##### Data for the task #####
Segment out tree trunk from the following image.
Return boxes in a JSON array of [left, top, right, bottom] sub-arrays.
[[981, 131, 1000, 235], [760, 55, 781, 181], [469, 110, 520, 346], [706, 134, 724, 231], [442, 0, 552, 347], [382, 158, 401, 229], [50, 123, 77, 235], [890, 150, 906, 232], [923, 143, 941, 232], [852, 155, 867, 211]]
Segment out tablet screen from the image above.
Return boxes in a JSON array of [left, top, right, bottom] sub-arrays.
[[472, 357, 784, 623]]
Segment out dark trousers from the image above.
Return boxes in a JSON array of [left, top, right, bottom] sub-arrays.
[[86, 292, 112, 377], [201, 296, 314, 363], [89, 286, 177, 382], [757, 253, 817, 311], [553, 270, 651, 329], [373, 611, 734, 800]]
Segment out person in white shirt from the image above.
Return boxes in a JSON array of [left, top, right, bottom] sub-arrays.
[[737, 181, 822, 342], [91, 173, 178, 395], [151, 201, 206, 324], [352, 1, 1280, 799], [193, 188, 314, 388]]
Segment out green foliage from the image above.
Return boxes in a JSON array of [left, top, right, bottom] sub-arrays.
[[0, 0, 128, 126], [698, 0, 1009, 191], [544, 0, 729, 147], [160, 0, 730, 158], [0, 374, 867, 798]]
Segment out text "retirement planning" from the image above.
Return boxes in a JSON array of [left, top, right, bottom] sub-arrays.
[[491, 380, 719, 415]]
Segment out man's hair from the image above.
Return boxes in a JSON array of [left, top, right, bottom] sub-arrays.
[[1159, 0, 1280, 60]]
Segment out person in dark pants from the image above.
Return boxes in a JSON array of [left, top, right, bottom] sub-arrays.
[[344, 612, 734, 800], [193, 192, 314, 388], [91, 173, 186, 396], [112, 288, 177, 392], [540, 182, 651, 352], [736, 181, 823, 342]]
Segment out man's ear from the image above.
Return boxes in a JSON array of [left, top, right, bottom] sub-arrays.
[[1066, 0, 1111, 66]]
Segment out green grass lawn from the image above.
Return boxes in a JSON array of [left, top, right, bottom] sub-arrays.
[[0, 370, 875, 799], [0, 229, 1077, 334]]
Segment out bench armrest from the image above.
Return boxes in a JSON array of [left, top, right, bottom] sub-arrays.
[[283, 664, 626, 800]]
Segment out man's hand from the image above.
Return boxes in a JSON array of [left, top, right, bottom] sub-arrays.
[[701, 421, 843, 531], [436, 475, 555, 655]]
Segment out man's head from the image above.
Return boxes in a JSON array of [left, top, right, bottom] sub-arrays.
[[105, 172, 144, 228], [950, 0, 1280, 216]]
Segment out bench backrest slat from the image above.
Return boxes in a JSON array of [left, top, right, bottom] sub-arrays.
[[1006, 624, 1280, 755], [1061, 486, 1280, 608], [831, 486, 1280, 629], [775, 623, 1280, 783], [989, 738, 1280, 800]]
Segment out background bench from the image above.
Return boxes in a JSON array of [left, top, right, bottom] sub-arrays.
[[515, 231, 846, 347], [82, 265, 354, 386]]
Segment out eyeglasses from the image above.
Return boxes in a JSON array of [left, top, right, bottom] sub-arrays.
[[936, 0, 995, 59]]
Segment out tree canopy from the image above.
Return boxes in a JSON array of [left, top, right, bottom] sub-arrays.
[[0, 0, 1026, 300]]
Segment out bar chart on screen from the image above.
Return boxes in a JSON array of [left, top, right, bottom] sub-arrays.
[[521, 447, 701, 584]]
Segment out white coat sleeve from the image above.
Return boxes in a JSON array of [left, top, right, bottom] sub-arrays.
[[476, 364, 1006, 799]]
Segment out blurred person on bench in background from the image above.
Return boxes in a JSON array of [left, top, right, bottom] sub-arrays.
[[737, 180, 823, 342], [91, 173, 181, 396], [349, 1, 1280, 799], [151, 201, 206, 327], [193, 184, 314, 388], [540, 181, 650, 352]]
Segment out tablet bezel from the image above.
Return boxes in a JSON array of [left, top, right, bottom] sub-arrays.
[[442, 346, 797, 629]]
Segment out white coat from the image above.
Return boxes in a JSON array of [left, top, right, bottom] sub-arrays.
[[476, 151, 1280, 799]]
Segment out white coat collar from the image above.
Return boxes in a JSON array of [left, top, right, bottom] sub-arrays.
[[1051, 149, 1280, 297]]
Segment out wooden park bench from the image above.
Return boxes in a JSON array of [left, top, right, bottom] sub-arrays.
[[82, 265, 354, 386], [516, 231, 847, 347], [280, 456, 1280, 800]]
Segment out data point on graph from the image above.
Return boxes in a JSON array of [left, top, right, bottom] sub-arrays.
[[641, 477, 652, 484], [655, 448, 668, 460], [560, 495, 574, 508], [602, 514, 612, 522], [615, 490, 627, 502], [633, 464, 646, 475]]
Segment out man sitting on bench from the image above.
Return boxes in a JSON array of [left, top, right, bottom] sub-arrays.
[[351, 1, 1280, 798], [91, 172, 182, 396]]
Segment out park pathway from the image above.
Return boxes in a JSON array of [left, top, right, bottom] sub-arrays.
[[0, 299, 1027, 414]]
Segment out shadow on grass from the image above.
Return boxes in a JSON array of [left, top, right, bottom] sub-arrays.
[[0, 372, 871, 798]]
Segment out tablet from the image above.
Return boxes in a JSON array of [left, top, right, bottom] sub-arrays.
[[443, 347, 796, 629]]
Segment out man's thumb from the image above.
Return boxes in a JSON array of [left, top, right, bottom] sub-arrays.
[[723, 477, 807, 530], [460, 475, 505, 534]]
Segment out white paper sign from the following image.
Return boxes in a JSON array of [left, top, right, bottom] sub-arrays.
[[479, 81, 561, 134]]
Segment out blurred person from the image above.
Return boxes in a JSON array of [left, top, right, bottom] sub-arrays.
#####
Where in the records above does the word "background" appear? Copy each line that holds it.

Segment out background bench from the image above.
Segment out blurred person on bench in background from the image above.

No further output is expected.